It's taken me awhile to come to terms with the veritable distance between the worlds of sports and music. I don't need to be reminded that Detroit Lions Mel Farr and Lem Barney sang backing vocals on Marvin Gaye's "What's Going On" (and that Gaye actually tried out for the Lions) or that Joe Montana and Ronnie Lott (both San Francisco 49er's at the time) sang backing vocals on Huey Lewis' "Hip to Be Square" with equally as successful results. It's more complicated than that (and yes, I know Lewis also had an album titled Sports).
As a precocious pre-teen, I saw absolutely no difference in the inherent coolness of Sportscenter hosts like Craig Kilborn or guitarists like Kurt Cobain. They were both, in their own way, edgy, ironic, subversive and mind-expanding to a kid like me traipsing easily through the path of middle school.
While I've spoken a lot about my thoughts on Cobain, it's worth noting that I wanted to be a sportscaster way before I ever wanted to play music. Kilborn, along with other hosts like Dan Patrick and Keith Olbermann, seemed to love what they were doing and make it look effortless. As an adolescent, it was clear to me that I could do that. And it seemed way more achievable or attainable than being a musician.

**Tasks and exercises:**
**A.** In the sports-and-music essay, which two Detroit Lions sang backing vocals on Marvin Gaye's "What's Going On"?
**B.** Name every professional football player mentioned in the sports-and-music essay.
**C.** Please carry the sports-and-music essay forward from its final sentence, in the same first-person voice.

**Source excerpt:**
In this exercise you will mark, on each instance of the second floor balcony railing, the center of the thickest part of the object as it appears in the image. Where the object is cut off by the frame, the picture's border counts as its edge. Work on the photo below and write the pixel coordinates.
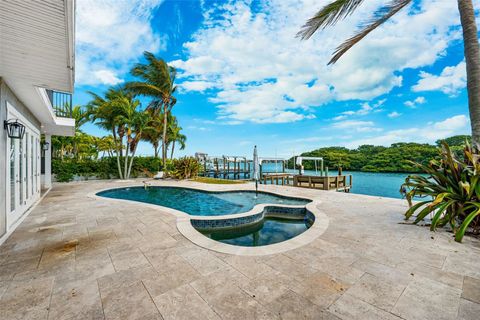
(61, 103)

**Expected results:**
**A.** Mel Farr and Lem Barney

**B.** Mel Farr, Lem Barney, Joe Montana, Ronnie Lott

**C.**
(a recent visit to http://www.sportscenteraltar.com/phrases/extract.asp has me belly-laughing reminded of all the brilliant catch-phrases these guys came up with)
I also want to relay the story of a little bit Kilborn once did. It went something like this (I am paraphrasing)...
"Everyone remembers getting their first baseball mitt. For most folks your dad bought it for you, maybe some of you it was your mom. For me it was the older man who lived down the street who lived by himself and didn't have a wife or kids. He just really enjoyed giving presents to the kids in the neighborhood."
When the White Stripes debuted on national television on The Late Late Show with Craig Kilborn in July 2001 I happened to run into him in the hallway. Neither Jack or Meg or anyone else in the crew would end up even meeting the guy. I told him what a big fan I was and also repeated the story above. "Oh yeah, I remember that...we got a lot of angry phone calls about that one."
But for me, by the time I hit high school, it felt like I could play/enjoy sports or be really into rock and roll. Those two paths, in my opinion, failed to intersect at any point. While seemingly benign, Kurt Cobain's excoriation of so-called "jocks" in interviews and more-specifically the book Come As You Are was all the indication I needed that the "rocks" weren't hip to that scene, in spite of any inroads made with MTV's annual Rock'n'Jock softball challenge.
(side note: current Milwaukee Brewer Prince Fielder caught the final out of one of these Rock'n'Jock games. I played against Prince in PAL -Police Athletic League- baseball around this same time and remember thinking he wasn't anything special. Clearly my scouting skills have a ways to go)
(side note 2: a live quote from Cobain seems to sum it up succinctly: "I spent all of my life trying to stay away from sports and here I am in a sporting arena.")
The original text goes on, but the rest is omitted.